# WHAT THIS TASK INVOLVES:
What lines in this listing contain the string "railing"? Report each one by copying it.
··· INFORMATION PROVIDED ···
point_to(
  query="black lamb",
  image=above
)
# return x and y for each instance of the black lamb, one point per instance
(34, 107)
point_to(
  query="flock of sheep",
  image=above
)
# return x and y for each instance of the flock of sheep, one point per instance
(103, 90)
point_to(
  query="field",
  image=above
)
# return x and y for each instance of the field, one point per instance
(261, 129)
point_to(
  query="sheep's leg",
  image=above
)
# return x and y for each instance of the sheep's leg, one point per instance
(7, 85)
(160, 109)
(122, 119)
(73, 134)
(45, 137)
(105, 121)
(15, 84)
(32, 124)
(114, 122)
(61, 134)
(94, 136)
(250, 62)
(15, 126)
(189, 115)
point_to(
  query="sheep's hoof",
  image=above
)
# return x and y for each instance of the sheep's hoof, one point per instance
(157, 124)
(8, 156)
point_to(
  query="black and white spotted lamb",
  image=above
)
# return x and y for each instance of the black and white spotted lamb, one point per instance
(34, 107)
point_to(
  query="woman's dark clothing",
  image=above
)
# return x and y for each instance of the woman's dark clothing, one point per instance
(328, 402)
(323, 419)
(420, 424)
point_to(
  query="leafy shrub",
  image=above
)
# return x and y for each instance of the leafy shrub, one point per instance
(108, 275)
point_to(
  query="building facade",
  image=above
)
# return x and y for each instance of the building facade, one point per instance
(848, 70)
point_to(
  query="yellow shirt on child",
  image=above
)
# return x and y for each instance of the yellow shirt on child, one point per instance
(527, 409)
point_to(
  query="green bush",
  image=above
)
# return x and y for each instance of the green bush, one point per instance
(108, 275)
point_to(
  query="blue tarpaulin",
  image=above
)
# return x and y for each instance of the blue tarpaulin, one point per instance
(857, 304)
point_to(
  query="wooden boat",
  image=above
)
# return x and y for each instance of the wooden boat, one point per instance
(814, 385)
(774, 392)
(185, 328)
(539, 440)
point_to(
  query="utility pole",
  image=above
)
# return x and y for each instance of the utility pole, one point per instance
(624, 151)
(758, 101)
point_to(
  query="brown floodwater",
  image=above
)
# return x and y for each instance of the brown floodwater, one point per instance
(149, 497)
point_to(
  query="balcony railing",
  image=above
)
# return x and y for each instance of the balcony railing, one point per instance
···
# YOUR RESPONSE:
  query="balcony railing",
# return x and y for each instance of the balcony railing, one point per instance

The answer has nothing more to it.